■ **INSTRUCTIONS TO FOLLOW**: Reproduce all of the material word for word.

■ **RAW RECORDS**:
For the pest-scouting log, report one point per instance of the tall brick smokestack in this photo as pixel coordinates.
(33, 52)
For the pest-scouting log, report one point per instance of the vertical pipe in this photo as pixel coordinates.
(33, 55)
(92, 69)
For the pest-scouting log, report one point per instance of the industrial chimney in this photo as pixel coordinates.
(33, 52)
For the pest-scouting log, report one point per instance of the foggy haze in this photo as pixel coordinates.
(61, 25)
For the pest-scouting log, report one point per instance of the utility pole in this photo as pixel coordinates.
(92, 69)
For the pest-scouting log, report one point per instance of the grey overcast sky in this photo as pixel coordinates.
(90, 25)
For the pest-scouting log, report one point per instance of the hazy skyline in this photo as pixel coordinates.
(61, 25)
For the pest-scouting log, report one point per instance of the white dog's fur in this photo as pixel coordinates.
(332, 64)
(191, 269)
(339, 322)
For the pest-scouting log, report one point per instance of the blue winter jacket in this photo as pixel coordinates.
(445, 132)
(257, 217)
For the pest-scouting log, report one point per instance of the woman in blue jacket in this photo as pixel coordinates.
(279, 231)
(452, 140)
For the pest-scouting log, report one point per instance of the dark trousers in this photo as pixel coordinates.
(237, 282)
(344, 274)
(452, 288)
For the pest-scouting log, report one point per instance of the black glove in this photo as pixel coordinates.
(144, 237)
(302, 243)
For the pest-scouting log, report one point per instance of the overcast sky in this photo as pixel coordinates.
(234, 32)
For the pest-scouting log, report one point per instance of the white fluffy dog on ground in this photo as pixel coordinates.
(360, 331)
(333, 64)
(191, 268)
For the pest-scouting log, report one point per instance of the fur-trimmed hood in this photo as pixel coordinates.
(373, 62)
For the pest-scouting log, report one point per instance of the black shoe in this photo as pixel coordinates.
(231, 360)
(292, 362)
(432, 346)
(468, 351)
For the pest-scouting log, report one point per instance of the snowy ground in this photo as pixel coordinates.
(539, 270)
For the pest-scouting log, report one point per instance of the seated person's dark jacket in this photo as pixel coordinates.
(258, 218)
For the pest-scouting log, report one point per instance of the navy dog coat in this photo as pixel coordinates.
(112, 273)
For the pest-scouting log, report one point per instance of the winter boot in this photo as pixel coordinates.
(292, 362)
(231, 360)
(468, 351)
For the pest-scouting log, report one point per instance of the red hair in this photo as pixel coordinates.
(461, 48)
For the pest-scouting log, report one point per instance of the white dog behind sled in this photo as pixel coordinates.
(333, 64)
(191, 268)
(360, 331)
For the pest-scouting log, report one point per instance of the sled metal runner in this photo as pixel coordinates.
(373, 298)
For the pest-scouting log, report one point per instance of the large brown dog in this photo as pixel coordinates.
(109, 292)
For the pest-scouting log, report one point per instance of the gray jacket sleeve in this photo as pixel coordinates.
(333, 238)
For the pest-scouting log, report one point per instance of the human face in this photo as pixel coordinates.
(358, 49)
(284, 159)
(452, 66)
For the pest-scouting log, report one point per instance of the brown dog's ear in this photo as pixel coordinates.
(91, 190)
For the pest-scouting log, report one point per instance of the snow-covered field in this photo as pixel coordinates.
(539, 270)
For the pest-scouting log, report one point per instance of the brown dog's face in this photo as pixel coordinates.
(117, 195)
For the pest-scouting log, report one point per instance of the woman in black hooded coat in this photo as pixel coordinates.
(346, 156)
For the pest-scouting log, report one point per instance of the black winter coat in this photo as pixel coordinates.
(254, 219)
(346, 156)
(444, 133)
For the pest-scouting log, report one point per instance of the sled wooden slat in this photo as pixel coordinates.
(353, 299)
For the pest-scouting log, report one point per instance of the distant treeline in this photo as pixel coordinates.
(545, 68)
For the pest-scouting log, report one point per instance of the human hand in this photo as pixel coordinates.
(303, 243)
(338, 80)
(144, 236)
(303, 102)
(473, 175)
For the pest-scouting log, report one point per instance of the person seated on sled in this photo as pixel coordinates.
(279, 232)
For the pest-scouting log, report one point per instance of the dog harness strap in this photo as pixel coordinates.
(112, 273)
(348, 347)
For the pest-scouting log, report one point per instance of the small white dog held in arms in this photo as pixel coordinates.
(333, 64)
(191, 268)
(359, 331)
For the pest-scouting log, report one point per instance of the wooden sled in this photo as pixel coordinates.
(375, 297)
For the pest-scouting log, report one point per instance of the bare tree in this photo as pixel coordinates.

■ **CORRECT ANSWER**:
For the pest-scouting log, report one point per instance of the tall brick smokestack in this photo as pixel coordinates.
(33, 52)
For the pest-scouting log, report one point per instance of the vertical pipe in this photo as pixel coordinates.
(33, 55)
(92, 69)
For the pest-scouting log, report one point per instance of the industrial chimney in this photo as pixel coordinates.
(33, 52)
For the pest-scouting log, report one point per instance of the foggy haze in this photo as pixel coordinates.
(61, 25)
For the pest-scouting log, report one point per instance of the utility pole in this photo as pixel coordinates.
(92, 69)
For the pest-scouting log, report one point per instance of the grey overcast sky in this photo as pixel coordinates.
(90, 25)
For the pest-scouting log, report one point per instance of the hazy skyline in this photo as pixel coordinates.
(61, 25)
For the pest-scouting log, report one point per instance of the white dog's fur in this photo as pixel coordinates.
(332, 64)
(191, 269)
(339, 322)
For the pest-scouting log, report one point per instance of the blue winter jacket in this photo as pixel coordinates.
(445, 132)
(257, 217)
For the pest-scouting log, report one point per instance of the woman in blue jacket in this photo as pixel coordinates.
(279, 231)
(452, 140)
For the pest-scouting log, report one point per instance of the dark trousers in this photo as pixel coordinates.
(237, 282)
(344, 274)
(452, 288)
For the pest-scouting log, report one point per instance of the black glove in this photo as pixel coordinates.
(144, 237)
(302, 243)
For the pest-scouting log, report one point per instance of the overcast sky in this photo as pixel coordinates.
(234, 32)
For the pest-scouting log, report one point per instance of the white fluffy dog on ground in this photo as pixel coordinates.
(360, 331)
(333, 64)
(191, 268)
For the pest-scouting log, report one point per instance of the fur-trimmed hood in this photo as pixel coordinates.
(373, 62)
For the pest-scouting log, report one point per instance of the black shoe in this photo as pixel coordinates.
(231, 360)
(292, 362)
(432, 346)
(468, 351)
For the pest-scouting log, report one point per instance of the snowy ground in this photo as pixel coordinates.
(539, 270)
For the pest-scouting log, report one point per instance of the seated person's dark jacket in this photo as pixel coordinates.
(258, 218)
For the pest-scouting log, report one point per instance of the navy dog coat in this photo as pixel coordinates.
(112, 273)
For the pest-scouting log, report one point per instance of the winter boot in this photo as pixel coordinates.
(292, 362)
(231, 360)
(468, 351)
For the pest-scouting log, report one point per instance of the red hair in this photo as pixel coordinates.
(461, 48)
For the pest-scouting log, report one point per instance of the white dog behind sled in this photo as pixel coordinates.
(333, 64)
(191, 268)
(360, 331)
For the pest-scouting log, report one point per instance of the sled metal runner in this photo as pixel coordinates.
(373, 298)
For the pest-scouting log, report one point per instance of the large brown dog in this photo as pixel coordinates.
(109, 292)
For the pest-scouting log, report one point per instance of the gray jacket sleeve in this photo as pixel coordinates.
(333, 238)
For the pest-scouting log, report one point per instance of the human face in this photo as pixel coordinates.
(358, 49)
(284, 159)
(452, 66)
For the pest-scouting log, report one point per instance of the brown dog's ear in this photo as pixel coordinates.
(91, 190)
For the pest-scouting log, report one point per instance of the snow-covered field in this photo as pixel coordinates.
(539, 270)
For the pest-scouting log, report one point per instance of the brown dog's face in this photo as pixel coordinates.
(117, 195)
For the pest-scouting log, report one point per instance of the woman in black hooded coat in this photo as pixel coordinates.
(346, 156)
For the pest-scouting log, report one point per instance of the black winter coat in this photo as pixel coordinates.
(254, 219)
(346, 156)
(444, 133)
For the pest-scouting log, report one point per instance of the sled wooden slat in this photo as pixel coordinates.
(353, 299)
For the pest-scouting log, report one point per instance of the distant treeline in this photo as pixel coordinates.
(545, 68)
For the pest-scouting log, report one point per instance of the human hand in this photo as pixel coordinates.
(303, 243)
(338, 80)
(144, 236)
(303, 102)
(473, 175)
For the pest-scouting log, report one point per instance of the person seated on sled in this photo as pixel coordinates.
(279, 232)
For the pest-scouting log, report one point per instance of the dog harness strap in this photo as pixel coordinates.
(112, 273)
(348, 347)
For the pest-scouting log, report one point per instance of the small white dog held in arms in this photo as pixel coordinates.
(333, 64)
(191, 268)
(359, 331)
For the pest-scouting log, report one point per instance of the wooden sled in this photo as pixel coordinates.
(375, 297)
For the pest-scouting log, report one point per instance of the bare tree in this photo as pixel coordinates.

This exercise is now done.